Supplied data -
━━━━━━━━

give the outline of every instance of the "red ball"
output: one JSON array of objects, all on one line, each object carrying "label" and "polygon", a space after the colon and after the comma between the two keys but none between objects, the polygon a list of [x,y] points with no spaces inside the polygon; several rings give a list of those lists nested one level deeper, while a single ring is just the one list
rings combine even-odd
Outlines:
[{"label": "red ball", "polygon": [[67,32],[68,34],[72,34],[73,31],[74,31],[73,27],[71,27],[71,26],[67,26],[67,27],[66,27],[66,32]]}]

━━━━━━━━

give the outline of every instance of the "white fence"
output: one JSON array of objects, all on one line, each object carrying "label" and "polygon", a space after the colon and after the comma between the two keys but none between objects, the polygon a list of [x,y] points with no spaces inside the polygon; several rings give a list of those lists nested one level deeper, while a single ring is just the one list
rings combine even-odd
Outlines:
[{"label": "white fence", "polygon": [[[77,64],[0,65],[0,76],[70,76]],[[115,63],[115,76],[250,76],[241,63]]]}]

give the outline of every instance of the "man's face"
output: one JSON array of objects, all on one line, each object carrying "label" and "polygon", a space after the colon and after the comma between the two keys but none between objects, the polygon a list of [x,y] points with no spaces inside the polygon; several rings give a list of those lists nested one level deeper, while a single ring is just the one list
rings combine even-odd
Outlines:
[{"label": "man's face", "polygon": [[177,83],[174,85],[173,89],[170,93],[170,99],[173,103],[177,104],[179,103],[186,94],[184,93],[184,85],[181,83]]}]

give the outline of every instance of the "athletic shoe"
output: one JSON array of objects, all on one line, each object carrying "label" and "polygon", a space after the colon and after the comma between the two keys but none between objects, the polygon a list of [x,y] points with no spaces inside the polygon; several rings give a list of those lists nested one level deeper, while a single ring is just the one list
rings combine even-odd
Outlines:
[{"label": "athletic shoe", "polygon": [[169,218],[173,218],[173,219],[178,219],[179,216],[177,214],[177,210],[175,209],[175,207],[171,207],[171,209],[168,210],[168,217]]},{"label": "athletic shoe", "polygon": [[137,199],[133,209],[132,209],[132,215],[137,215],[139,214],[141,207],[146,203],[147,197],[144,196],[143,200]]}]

━━━━━━━━

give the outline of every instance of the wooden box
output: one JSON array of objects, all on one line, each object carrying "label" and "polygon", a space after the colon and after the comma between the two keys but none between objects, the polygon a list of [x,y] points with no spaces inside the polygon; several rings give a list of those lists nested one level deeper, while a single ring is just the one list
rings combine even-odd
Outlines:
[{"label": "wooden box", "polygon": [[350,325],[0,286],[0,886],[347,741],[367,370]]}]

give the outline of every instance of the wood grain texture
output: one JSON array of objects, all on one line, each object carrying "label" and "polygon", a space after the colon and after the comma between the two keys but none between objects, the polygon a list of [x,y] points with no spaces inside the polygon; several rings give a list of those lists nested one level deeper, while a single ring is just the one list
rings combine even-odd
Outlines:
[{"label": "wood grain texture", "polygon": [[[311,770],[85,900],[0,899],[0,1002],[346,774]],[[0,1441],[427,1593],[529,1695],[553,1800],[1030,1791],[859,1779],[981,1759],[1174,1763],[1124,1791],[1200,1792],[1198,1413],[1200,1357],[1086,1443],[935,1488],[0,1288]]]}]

━━━━━━━━

Only the number of lines in the data that hold "every" should be stated.

Solution to this exercise - 6